← Complex Numbers for AI Graph Theory for Machine Learning →

The Fourier Transform

> Every signal is a sum of sine waves. The Fourier transform tells you which ones.

Type: Build

Language: Python

Prerequisites: Phase 1, Lessons 01-04, 19 (complex numbers)

Time: ~90 minutes

Learning Objectives

Implement the DFT from scratch and verify it against the O(N log N) Cooley-Tukey FFT
Interpret frequency coefficients: extract amplitude, phase, and power spectrum from a signal
Apply the convolution theorem to perform convolution via FFT multiplication
Connect Fourier frequency decomposition to transformer positional encodings and CNN convolution layers

The Problem

An audio recording is a sequence of pressure measurements over time. A stock price is a sequence of values over days. An image is a grid of pixel intensities over space. All of these are data in the time domain (or space domain). You see values changing over some index.

But many patterns are invisible in the time domain. Is this audio signal a pure tone or a chord? Does this stock price have a weekly cycle? Does this image have a repeating texture? These questions are about frequency content, and the time domain hides it.

The Fourier transform converts data from the time domain to the frequency domain. It takes a signal and decomposes it into sine waves of different frequencies. Each sine wave has an amplitude (how strong it is) and a phase (where it starts). The Fourier transform tells you both.

**TASK 1:** List each line in the records below that contains the string "building". Case matters.

**EXCERPTED RECORDS:**
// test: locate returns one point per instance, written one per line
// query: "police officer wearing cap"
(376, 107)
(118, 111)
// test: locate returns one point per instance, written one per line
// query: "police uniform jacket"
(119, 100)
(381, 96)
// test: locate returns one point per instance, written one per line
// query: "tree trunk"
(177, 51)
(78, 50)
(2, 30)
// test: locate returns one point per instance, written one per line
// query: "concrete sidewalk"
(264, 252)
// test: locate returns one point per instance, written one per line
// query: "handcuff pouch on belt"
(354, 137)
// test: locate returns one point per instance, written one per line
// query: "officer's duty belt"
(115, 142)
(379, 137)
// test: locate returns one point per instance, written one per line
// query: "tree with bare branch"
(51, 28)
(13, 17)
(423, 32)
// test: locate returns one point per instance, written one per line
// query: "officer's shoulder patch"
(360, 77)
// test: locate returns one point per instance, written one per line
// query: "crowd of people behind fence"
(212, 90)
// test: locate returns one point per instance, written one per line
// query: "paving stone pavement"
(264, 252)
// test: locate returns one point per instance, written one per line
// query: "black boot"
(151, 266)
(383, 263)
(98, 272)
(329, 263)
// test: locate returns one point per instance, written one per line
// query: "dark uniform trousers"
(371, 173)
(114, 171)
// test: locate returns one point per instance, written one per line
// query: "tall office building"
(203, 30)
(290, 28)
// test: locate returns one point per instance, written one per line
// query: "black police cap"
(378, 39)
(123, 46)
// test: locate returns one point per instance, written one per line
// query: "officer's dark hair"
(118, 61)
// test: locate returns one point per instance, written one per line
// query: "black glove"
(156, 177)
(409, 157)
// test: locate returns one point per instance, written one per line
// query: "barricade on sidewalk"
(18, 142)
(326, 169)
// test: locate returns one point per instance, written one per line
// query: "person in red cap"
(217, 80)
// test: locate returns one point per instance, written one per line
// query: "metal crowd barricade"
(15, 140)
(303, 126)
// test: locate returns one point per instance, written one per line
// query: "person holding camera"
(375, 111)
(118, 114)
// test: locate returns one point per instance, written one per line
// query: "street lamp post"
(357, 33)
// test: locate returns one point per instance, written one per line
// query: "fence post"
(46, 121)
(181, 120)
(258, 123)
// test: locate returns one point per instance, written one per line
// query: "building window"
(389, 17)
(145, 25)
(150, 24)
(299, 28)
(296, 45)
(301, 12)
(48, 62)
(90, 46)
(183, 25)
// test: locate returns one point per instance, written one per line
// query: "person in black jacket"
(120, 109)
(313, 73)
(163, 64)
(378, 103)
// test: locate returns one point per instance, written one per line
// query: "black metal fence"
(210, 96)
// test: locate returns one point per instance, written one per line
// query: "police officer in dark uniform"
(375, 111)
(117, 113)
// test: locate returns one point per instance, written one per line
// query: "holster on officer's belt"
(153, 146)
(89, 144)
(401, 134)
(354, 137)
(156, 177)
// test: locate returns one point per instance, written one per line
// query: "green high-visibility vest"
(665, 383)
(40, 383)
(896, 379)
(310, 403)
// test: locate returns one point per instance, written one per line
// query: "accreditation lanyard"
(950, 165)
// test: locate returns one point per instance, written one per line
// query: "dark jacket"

**TASK 2:** Copy the Fourier transform lesson word for word from "The Problem" to "tells you both.".

**COMPLETE RESPONSE 1:**
// query: "tall office building"
// query: "building window"

**COMPLETE RESPONSE 2:**
The Problem

An audio recording is a sequence of pressure measurements over time. A stock price is a sequence of values over days. An image is a grid of pixel intensities over space. All of these are data in the time domain (or space domain). You see values changing over some index.

But many patterns are invisible in the time domain. Is this audio signal a pure tone or a chord? Does this stock price have a weekly cycle? Does this image have a repeating texture? These questions are about frequency content, and the time domain hides it.

The Fourier transform converts data from the time domain to the frequency domain. It takes a signal and decomposes it into sine waves of different frequencies. Each sine wave has an amplitude (how strong it is) and a phase (where it starts). The Fourier transform tells you both.